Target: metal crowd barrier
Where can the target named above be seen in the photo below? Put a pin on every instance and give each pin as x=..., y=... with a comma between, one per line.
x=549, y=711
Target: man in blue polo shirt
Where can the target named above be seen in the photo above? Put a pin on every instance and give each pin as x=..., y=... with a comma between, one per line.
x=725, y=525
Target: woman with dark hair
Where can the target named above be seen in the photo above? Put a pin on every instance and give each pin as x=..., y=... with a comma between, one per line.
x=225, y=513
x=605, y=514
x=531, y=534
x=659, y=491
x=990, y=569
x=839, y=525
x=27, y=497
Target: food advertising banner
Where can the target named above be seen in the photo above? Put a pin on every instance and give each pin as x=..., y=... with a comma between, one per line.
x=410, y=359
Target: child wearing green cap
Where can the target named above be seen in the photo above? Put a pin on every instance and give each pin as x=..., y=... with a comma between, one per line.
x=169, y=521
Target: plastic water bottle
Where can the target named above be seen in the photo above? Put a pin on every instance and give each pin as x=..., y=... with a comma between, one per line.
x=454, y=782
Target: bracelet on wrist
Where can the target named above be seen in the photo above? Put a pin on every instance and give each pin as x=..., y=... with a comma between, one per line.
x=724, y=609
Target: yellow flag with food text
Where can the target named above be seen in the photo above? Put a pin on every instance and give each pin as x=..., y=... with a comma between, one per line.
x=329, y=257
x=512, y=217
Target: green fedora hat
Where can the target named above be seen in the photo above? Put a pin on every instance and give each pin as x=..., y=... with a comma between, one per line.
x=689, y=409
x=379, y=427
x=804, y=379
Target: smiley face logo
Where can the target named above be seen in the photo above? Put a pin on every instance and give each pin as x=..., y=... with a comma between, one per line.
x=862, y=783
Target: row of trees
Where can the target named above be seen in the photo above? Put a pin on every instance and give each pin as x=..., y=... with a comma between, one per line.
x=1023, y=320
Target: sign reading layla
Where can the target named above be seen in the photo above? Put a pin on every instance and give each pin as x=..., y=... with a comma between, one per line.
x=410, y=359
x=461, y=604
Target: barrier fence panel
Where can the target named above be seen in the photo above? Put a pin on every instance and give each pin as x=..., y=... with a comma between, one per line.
===============
■ **Consigne**
Reproduisez sous forme de liste numérotée les lignes des enregistrements situées entre celle qui contient « Target: green fedora hat » et celle qui contient « x=804, y=379 », ces deux lignes comprises. Omettez les lignes vides.

■ **Corrigé**
1. Target: green fedora hat
2. Where can the target named above be seen in the photo above? Put a pin on every instance and give each pin as x=..., y=... with a comma between, one per line.
3. x=689, y=409
4. x=379, y=427
5. x=804, y=379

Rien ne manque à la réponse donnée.